Building thermal simulation for passive and active solar systems

With skyrocketing gas and electricity prices, many property owners that are planning to build a high-end houses are willing to invest in house energy efficiency. Our approach is to assist architects to use our service to first minimize heating and cooling demand of the house and then size a cost effective renewable system for the house.

Every new house needs to comply to National Construction Code (NCC) energy efficiency provisions to be able get building permit. Most architects satisfy these provisions with 6 Star rating which doesn’t provide any real-life data for the building . Our solution is what is called Verification using a Reference Building Method in NCC (Section and it replaces the 6-Star rating with a 3D realistic modelling (TRNSYS) that provides hour by hour heating and cooling loads. Geoflow then liaises with the architect to develop optimised cost effective solutions, to further reduce building heating and cooling demand. Below is an example of an off-grid house in Moorabool. Working in conjunction with the architect, Geoflow managed to significantly reduce the house energy demand to less than half of its initial value under 6 Star provisions.

..........

## ACTIONS TO TAKE
a - Summarize the text on building thermal simulation in three sentences.
b - Rewrite the lines of the records as a numbered list, running from the line containing "Phrase: tail feather" through the end of the records and omitting blank lines.

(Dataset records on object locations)

..........

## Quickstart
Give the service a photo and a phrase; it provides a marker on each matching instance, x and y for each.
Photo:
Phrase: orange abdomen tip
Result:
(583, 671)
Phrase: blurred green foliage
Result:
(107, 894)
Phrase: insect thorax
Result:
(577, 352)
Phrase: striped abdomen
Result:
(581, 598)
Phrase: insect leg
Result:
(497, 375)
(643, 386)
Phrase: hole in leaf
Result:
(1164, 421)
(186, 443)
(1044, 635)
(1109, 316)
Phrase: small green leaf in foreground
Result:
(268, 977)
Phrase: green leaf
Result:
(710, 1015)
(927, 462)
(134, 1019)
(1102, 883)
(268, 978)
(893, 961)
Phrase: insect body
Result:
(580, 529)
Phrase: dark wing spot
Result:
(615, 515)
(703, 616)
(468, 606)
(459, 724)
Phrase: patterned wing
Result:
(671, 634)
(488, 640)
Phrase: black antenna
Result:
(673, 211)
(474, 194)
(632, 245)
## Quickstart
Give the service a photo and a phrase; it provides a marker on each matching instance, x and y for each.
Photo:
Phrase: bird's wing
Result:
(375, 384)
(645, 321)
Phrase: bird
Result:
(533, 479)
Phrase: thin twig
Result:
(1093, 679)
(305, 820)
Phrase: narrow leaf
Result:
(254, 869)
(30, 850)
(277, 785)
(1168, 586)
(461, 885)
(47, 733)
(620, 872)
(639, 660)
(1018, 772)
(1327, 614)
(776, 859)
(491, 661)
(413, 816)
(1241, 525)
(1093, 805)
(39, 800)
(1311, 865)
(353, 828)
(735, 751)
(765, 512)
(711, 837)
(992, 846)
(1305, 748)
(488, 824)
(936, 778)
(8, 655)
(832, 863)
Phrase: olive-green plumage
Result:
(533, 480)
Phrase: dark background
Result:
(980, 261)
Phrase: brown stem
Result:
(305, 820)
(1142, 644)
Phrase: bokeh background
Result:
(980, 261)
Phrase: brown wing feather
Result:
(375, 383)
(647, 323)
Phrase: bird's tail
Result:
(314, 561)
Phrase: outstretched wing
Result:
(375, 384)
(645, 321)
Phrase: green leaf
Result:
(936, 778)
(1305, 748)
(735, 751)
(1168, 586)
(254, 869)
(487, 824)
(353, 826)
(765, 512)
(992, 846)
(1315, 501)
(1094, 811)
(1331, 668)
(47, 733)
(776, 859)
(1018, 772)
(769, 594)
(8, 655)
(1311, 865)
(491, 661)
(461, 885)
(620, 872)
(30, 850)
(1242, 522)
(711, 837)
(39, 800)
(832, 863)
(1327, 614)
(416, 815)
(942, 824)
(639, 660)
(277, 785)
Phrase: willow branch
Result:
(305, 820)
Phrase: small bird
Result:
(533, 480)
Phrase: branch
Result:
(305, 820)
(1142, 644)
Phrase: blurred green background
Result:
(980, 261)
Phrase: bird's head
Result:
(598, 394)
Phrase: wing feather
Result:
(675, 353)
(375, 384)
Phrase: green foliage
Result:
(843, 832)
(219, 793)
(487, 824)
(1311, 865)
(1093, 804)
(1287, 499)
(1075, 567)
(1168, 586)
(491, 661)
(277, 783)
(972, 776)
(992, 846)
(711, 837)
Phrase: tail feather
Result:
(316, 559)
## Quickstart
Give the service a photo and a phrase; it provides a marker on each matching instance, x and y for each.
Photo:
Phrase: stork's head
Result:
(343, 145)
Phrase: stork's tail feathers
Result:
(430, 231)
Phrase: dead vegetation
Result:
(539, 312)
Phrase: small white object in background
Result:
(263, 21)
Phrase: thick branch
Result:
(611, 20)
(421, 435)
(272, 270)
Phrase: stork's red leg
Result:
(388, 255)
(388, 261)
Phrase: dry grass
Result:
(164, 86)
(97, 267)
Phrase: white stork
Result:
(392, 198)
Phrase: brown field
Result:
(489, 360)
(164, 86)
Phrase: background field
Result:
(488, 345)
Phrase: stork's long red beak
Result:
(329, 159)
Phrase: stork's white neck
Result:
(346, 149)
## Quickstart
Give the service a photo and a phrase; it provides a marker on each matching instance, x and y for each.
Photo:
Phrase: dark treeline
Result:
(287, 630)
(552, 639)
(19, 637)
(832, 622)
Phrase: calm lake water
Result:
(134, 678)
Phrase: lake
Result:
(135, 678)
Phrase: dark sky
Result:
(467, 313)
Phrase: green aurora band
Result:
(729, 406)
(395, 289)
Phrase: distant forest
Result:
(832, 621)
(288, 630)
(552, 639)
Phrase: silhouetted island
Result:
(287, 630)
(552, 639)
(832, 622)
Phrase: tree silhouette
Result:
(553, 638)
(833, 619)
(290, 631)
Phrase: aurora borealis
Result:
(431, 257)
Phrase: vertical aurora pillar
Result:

..........

## COMPLETE ANSWERS
a - Because gas and electricity prices are rising sharply, many property owners planning high-end houses are willing to invest in energy efficiency, and the service helps architects first minimize a house's heating and cooling demand and then size a cost-effective renewable system for it. New houses must comply with the National Construction Code energy efficiency provisions, which most architects meet with a 6 Star rating that gives no real-life data, whereas this solution uses the Verification using a Reference Building Method to replace that rating with realistic 3D modelling (TRNSYS) that yields hour-by-hour heating and cooling loads. Geoflow then works with the architect on optimized, cost-effective ways to reduce heating and cooling demand further, and in the example of an off-grid house in Moorabool it cut the house's energy demand to less than half of its initial value under the 6 Star provisions.

b -
1. Phrase: tail feather
2. Result:
3. (316, 559)
4. ## Quickstart
5. Give the service a photo and a phrase; it provides a marker on each matching instance, x and y for each.
6. Photo:
7. Phrase: stork's head
8. Result:
9. (343, 145)
10. Phrase: stork's tail feathers
11. Result:
12. (430, 231)
13. Phrase: dead vegetation
14. Result:
15. (539, 312)
16. Phrase: small white object in background
17. Result:
18. (263, 21)
19. Phrase: thick branch
20. Result:
21. (611, 20)
22. (421, 435)
23. (272, 270)
24. Phrase: stork's red leg
25. Result:
26. (388, 255)
27. (388, 261)
28. Phrase: dry grass
29. Result:
30. (164, 86)
31. (97, 267)
32. Phrase: white stork
33. Result:
34. (392, 198)
35. Phrase: brown field
36. Result:
37. (489, 360)
38. (164, 86)
39. Phrase: background field
40. Result:
41. (488, 345)
42. Phrase: stork's long red beak
43. Result:
44. (329, 159)
45. Phrase: stork's white neck
46. Result:
47. (346, 149)
48. ## Quickstart
49. Give the service a photo and a phrase; it provides a marker on each matching instance, x and y for each.
50. Photo:
51. Phrase: dark treeline
52. Result:
53. (287, 630)
54. (552, 639)
55. (19, 637)
56. (832, 622)
57. Phrase: calm lake water
58. Result:
59. (134, 678)
60. Phrase: lake
61. Result:
62. (135, 678)
63. Phrase: dark sky
64. Result:
65. (467, 313)
66. Phrase: green aurora band
67. Result:
68. (729, 406)
69. (395, 289)
70. Phrase: distant forest
71. Result:
72. (832, 621)
73. (288, 630)
74. (552, 639)
75. Phrase: silhouetted island
76. Result:
77. (287, 630)
78. (552, 639)
79. (832, 622)
80. Phrase: tree silhouette
81. Result:
82. (553, 638)
83. (833, 619)
84. (290, 631)
85. Phrase: aurora borealis
86. Result:
87. (431, 257)
88. Phrase: vertical aurora pillar
89. Result:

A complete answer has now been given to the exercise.